Write the material out again in full, exactly.

↓

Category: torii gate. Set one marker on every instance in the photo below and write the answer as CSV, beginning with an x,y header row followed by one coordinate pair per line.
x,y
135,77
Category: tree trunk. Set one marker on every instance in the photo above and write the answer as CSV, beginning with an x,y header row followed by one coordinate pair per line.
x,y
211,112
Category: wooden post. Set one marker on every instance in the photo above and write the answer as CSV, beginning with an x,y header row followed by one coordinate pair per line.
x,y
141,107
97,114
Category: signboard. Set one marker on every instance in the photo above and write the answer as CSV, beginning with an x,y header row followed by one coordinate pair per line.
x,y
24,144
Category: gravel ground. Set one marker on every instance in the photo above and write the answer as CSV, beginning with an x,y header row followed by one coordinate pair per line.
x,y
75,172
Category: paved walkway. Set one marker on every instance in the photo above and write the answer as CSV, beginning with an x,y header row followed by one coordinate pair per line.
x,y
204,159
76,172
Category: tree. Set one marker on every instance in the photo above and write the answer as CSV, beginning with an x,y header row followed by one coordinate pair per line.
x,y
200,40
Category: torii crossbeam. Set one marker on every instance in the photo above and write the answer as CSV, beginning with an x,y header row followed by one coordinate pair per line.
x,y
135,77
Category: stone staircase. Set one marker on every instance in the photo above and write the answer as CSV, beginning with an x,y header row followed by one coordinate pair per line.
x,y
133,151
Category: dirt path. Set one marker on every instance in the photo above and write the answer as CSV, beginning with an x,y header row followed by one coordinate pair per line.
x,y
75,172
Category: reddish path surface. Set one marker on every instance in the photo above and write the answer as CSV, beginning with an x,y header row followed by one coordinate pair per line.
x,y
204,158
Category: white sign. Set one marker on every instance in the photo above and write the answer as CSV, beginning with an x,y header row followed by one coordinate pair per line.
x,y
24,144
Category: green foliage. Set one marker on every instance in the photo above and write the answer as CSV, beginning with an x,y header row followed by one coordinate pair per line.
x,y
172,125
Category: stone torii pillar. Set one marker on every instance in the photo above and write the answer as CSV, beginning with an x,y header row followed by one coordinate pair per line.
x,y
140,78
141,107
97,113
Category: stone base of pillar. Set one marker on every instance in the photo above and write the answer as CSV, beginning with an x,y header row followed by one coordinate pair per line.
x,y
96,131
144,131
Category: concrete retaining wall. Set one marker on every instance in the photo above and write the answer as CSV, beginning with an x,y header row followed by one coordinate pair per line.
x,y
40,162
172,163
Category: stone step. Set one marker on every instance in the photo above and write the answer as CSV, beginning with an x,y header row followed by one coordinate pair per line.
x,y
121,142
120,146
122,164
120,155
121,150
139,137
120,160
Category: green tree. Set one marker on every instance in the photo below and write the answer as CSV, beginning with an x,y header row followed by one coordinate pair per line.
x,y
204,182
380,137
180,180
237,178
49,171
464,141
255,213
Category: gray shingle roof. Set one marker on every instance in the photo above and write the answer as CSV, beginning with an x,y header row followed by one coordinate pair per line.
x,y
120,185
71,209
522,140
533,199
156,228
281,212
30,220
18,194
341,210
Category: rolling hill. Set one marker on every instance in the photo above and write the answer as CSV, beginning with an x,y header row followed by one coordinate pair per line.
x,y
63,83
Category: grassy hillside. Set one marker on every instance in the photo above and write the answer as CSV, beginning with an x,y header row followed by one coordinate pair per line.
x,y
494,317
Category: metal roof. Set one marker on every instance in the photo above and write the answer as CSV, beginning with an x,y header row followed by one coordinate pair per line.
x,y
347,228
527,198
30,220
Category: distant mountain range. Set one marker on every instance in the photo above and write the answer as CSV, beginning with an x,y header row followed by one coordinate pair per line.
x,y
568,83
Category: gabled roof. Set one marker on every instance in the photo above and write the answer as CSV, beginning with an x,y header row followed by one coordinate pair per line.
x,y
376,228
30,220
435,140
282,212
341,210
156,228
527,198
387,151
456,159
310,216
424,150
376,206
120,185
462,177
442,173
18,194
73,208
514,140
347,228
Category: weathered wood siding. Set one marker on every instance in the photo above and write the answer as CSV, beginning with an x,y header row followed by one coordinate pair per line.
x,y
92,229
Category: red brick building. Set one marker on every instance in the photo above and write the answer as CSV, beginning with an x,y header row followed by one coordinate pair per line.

↑

Worked answer ::
Category: torii gate. Set one marker on every instance in the photo below and write the answer as CSV, beginning with an x,y header row followed by one coordinate pair per line.
x,y
135,77
Category: tree trunk. Set one marker on every instance in the photo above and write the answer as CSV, beginning with an x,y header row followed by one coordinate pair per line.
x,y
211,112
Category: wooden post. Set one marker on every instance in the photo above and write the answer as CSV, beginning with an x,y header row followed by one coordinate pair per line.
x,y
141,107
97,114
Category: signboard. Set one marker on every instance in the photo above and write the answer as CSV, beginning with an x,y header row followed by one coordinate pair per line.
x,y
24,144
Category: gravel ground. Set one marker on every instance in the photo above and write the answer as CSV, beginning with an x,y header row followed by one coordinate pair per line.
x,y
75,172
Category: paved walkway. Set one marker on every instance in the photo above and write the answer as CSV, beginning with an x,y header row followed by one coordinate pair per line.
x,y
204,159
76,172
Category: tree. Set one marker on every instance in the photo above and write the answer as CSV, beginning with an x,y header row followed by one coordinate pair per line.
x,y
200,40
Category: torii crossbeam. Set one marker on every instance in the photo above and write the answer as CSV, beginning with an x,y header row followed by one coordinate pair per line.
x,y
135,77
Category: stone staircase. Set one marker on every instance in the photo above and write the answer as CSV, beginning with an x,y header row followed by one coordinate pair per line.
x,y
133,151
Category: dirt path. Set one marker on every instance in the photo above and write the answer as CSV, beginning with an x,y header row followed by one coordinate pair per line.
x,y
75,172
Category: reddish path surface. Set one marker on every instance in the photo above and write the answer as CSV, beginning with an x,y header row followed by one coordinate pair per line.
x,y
204,158
Category: white sign. Set one marker on every instance in the photo above and write the answer as CSV, beginning with an x,y header row followed by one coordinate pair per line.
x,y
24,144
Category: green foliage. Set one marker on every instance in the photo above and write the answer as CSV, beginning with an x,y header row followed by one coordinate pair per line.
x,y
172,125
Category: stone torii pillar. Set one marker on every instance in the photo above and write the answer as CSV, beginning with an x,y header row followed by one coordinate pair per line.
x,y
140,78
141,107
97,113
Category: stone base of pillar. Set one marker on every instance in the photo above and write the answer as CSV, beginning with an x,y header row followed by one coordinate pair per line.
x,y
96,131
144,131
Category: concrete retaining wall. Set one marker on every instance in the photo above and write the answer as CSV, beginning with an x,y header row followed by one coordinate pair per line.
x,y
40,162
172,163
Category: stone step. Set one marker on every instance in the photo above and write the answer as CSV, beginning with an x,y header row followed by one coordinate pair per line.
x,y
121,142
120,146
122,164
120,155
121,150
139,137
120,160
Category: green tree. Set one marker on every instance in the photo below and write the answer as CSV, beginning with an x,y header row followed by one coordinate pair per line.
x,y
204,182
380,137
180,180
237,178
49,171
464,141
255,213
Category: gray shingle roof. Set one marker on every instance in the photo above and write the answer as CSV, beginning with an x,y header row followed by one coordinate pair per line.
x,y
120,185
71,209
522,140
533,199
156,228
281,212
30,220
18,194
341,210
Category: rolling hill. Set one marker on every instance in the photo above and write the answer as CSV, beginning with an x,y header row followed by one coordinate pair per line.
x,y
63,83
Category: grassy hillside. Set one marker on every instance in the photo above and write the answer as CSV, beginning with an x,y header row followed by one coordinate pair per line.
x,y
494,317
Category: metal roof. Set one marker on every instance in the photo above and write the answer as CSV, beginning with an x,y header row followed by one coordinate pair per line.
x,y
347,228
527,198
30,220
Category: distant mountain range. Set one marker on every instance in the photo above and write the answer as CSV, beginning with an x,y header row followed by one coordinate pair per line.
x,y
568,83
Category: gabled roof. Set one marker on every instance in the photo above and write the answer as CSV, beginning with an x,y header row followed by one coordinate pair per line.
x,y
376,228
30,220
435,140
282,212
341,210
156,228
527,198
387,151
456,159
310,216
424,150
376,206
120,185
462,177
442,173
18,194
73,208
514,140
347,228
Category: weathered wood siding. Set one marker on every instance in the photo above and write the answer as CSV, beginning with an x,y header row followed by one coordinate pair per line.
x,y
92,229
Category: red brick building. Set one marker on every instance in the photo above and write the answer as CSV, beginning with an x,y header row followed by one coordinate pair per line.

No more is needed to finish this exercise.